But how do I run the tests? I tried python3 tests/run_tests.py, but that failed completely. I tried to run it from the tests/ directory and got farther, but it looks like I'm missing a ton of dependencies:

src/grimoirelab-mordred/tests on master [?] via grimoirelab
➔ ./run_tests.py
.EEEEEE
======================================================================
ERROR: test_task (unittest.loader._FailedTest)
----------------------------------------------------------------------
ImportError: Failed to import test module: test_task
Traceback (most recent call last):
  File "/usr/local/Cellar/python3/3.6.4_2/Frameworks/Python.framework/Versions/3.6/lib/python3.6/unittest/loader.py", line 428, in _find_test_path
    module = self._get_module_from_name(name)
  File "/usr/local/Cellar/python3/3.6.4_2/Frameworks/Python.framework/Versions/3.6/lib/python3.6/unittest/loader.py", line 369, in _get_module_from_name
    __import__(name)
  File "/Users/maj/src/grimoirelab-mordred/tests/test_task.py", line 33, in <module>
    from mordred.task import Task
  File "../mordred/task.py", line 27, in <module>
    from grimoire_elk.elk import get_ocean_backend
ImportError: cannot import name 'get_ocean_backend'


======================================================================
ERROR: test_task_collection (unittest.loader._FailedTest)
----------------------------------------------------------------------
ImportError: Failed to import test module: test_task_collection
Traceback (most recent call last):
  File "/usr/local/Cellar/python3/3.6.4_2/Frameworks/Python.framework/Versions/3.6/lib/python3.6/unittest/loader.py", line 428, in _find_test_path
    module = self._get_module_from_name(name)

+++

Complete the following:
a: In the post about running the mordred tests, why did the test module test_task fail to import? Answer in one to three sentences.
b: According to the post about running the mordred tests, what command did the writer try first?
c: Extend the post about running the mordred tests, starting after its last line.

Material supplied:
+++

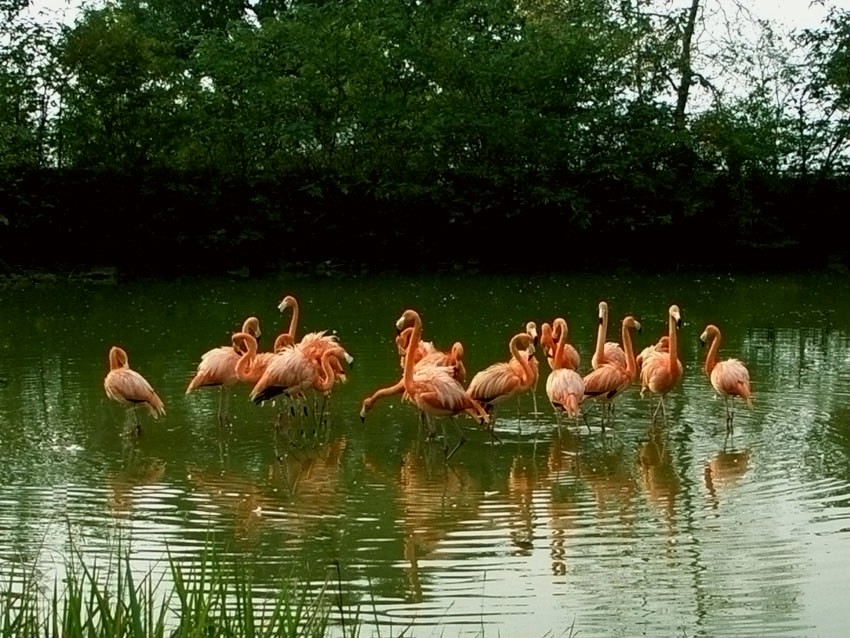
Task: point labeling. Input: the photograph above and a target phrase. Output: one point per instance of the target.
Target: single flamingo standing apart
(661, 371)
(606, 351)
(130, 388)
(610, 379)
(729, 378)
(500, 381)
(218, 366)
(564, 386)
(433, 389)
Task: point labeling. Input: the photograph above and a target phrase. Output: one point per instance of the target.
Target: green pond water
(666, 529)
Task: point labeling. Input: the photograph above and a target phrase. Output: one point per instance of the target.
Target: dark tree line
(381, 133)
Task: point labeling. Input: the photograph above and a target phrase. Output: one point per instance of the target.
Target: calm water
(667, 530)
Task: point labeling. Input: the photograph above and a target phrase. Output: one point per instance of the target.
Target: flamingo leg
(460, 442)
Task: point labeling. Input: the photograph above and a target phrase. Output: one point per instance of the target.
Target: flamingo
(424, 355)
(531, 331)
(663, 345)
(606, 351)
(252, 364)
(662, 371)
(294, 370)
(218, 366)
(290, 302)
(550, 338)
(564, 386)
(729, 378)
(422, 350)
(433, 388)
(610, 379)
(130, 388)
(500, 381)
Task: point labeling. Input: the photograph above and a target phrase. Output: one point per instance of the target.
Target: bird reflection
(724, 469)
(660, 480)
(138, 471)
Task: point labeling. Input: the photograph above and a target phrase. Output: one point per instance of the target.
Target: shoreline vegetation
(207, 598)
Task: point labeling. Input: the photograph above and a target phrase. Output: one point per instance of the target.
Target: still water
(665, 529)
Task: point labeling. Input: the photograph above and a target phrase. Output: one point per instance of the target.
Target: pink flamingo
(550, 338)
(433, 388)
(606, 351)
(424, 355)
(218, 366)
(662, 371)
(610, 379)
(729, 378)
(500, 381)
(130, 388)
(564, 386)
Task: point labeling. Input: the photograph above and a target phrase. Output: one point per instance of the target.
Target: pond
(665, 528)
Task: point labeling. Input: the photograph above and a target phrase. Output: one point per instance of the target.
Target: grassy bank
(206, 599)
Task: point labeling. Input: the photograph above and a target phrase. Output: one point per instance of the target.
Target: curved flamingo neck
(326, 380)
(601, 333)
(117, 358)
(412, 344)
(293, 322)
(558, 359)
(711, 357)
(631, 364)
(243, 366)
(674, 341)
(527, 373)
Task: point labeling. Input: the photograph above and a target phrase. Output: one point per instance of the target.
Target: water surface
(659, 529)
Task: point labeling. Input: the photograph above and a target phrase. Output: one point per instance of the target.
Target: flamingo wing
(565, 389)
(495, 383)
(217, 367)
(606, 381)
(731, 378)
(128, 387)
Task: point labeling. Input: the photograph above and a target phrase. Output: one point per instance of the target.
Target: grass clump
(205, 599)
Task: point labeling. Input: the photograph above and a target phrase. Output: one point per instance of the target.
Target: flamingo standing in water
(251, 364)
(500, 381)
(531, 331)
(130, 388)
(660, 372)
(606, 351)
(564, 386)
(425, 354)
(551, 337)
(729, 378)
(288, 337)
(433, 388)
(610, 379)
(218, 366)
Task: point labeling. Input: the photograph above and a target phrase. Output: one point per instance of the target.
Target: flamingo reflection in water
(433, 500)
(723, 470)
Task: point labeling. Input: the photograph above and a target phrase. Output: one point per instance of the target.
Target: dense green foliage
(234, 133)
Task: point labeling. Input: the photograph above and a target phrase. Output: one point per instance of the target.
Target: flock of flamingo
(433, 380)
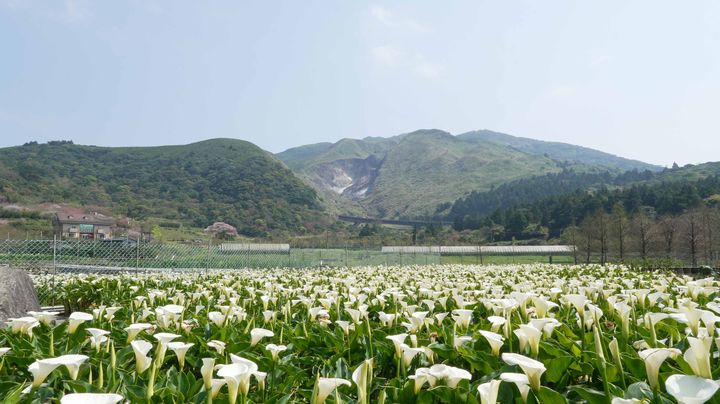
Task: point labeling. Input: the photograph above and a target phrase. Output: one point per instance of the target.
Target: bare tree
(586, 236)
(709, 226)
(642, 229)
(619, 228)
(667, 228)
(572, 236)
(691, 234)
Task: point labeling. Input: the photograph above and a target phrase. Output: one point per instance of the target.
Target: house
(75, 224)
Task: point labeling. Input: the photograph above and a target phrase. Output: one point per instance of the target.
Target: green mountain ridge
(214, 180)
(410, 174)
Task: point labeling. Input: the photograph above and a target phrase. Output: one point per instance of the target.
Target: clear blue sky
(636, 78)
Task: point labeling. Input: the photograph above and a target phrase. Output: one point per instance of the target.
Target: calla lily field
(386, 334)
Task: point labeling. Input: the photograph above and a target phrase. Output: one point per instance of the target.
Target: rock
(17, 294)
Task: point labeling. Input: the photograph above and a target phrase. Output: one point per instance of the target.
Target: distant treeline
(677, 219)
(218, 180)
(21, 214)
(478, 205)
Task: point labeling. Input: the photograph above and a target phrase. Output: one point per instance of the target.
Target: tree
(619, 227)
(156, 233)
(222, 231)
(641, 226)
(668, 229)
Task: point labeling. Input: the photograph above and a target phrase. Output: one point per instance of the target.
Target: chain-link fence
(50, 257)
(98, 255)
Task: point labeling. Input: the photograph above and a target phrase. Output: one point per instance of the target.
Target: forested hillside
(668, 218)
(477, 205)
(408, 175)
(215, 180)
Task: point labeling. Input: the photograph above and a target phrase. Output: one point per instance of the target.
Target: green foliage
(216, 180)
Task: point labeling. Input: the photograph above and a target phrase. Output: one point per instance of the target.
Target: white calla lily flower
(690, 389)
(324, 386)
(654, 358)
(91, 398)
(257, 334)
(489, 392)
(533, 369)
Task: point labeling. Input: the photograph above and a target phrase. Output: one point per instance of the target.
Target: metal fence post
(54, 254)
(207, 261)
(137, 254)
(54, 266)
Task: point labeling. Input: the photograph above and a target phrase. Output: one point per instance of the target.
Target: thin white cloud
(75, 11)
(427, 70)
(66, 11)
(390, 57)
(389, 19)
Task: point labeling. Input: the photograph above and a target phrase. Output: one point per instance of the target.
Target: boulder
(17, 294)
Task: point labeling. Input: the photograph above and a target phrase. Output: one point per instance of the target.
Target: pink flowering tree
(222, 230)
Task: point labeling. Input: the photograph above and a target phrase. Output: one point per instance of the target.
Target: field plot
(384, 334)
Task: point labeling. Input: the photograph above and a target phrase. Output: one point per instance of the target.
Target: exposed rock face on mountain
(351, 178)
(410, 174)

+++

Outputs by task:
a: The file mordred/task.py, at line 27, tries to import get_ocean_backend from grimoire_elk.elk, and that name cannot be imported. The ImportError stops test_task.py from loading the Task class, so the test module fails.

b: python3 tests/run_tests.py

c:
  File "/usr/local/Cellar/python3/3.6.4_2/Frameworks/Python.framework/Versions/3.6/lib/python3.6/unittest/loader.py", line 369, in _get_module_from_name
    __import__(name)
  File "/Users/maj/src/grimoirelab-mordred/tests/test_task_collection.py", line 35, in <module>
    from mordred.task_collection import TaskRawDataCollection
  File "../mordred/task_collection.py", line 42, in <module>
    from grimoire_elk.elk import feed_backend
ImportError: cannot import name 'feed_backend'


======================================================================
ERROR: test_task_enrich (unittest.loader._FailedTest)
----------------------------------------------------------------------
ImportError: Failed to import test module: test_task_enrich
Traceback (most recent call last):
  File "/usr/local/Cellar/python3/3.6.4_2/Frameworks/Python.framework/Versions/3.6/lib/python3.6/unittest/loader.py", line 428, in _find_test_path
    module = self._get_module_from_name(name)
  File "/usr/local/Cellar/python3/3.6.4_2/Frameworks/Python.framework/Versions/3.6/lib/python3.6/unittest/loader.py", line 369, in _get_module_from_name
    __import__(name)
  File "/Users/maj/src/grimoirelab-mordred/tests/test_task_enrich.py", line 36, in <module>
    from mordred.task_projects import TaskProjects
  File "../mordred/task_projects.py", line 36, in <module>
    from mordred.task import Task
  File "../mordred/task.py", line 27, in <module>
    from grimoire_elk.elk import get_ocean_backend
ImportError: cannot import name 'get_ocean_backend'


======================================================================
ERROR: test_task_identities (unittest.loader._FailedTest)
----------------------------------------------------------------------
ImportError: Failed to import test module: test_task_identities
Traceback (most recent call last):
  File "/usr/local/Cellar/python3/3.6.4_2/Frameworks/Python.framework/Versions/3.6/lib/python3.6/unittest/loader.py", line 428, in _find_test_path
    module = self._get_module_from_name(name)
  File "/usr/local/Cellar/python3/3.6.4_2/Frameworks/Python.framework/Versions/3.6/lib/python3.6/unittest/loader.py", line 369, in _get_module_from_name
    __import__(name)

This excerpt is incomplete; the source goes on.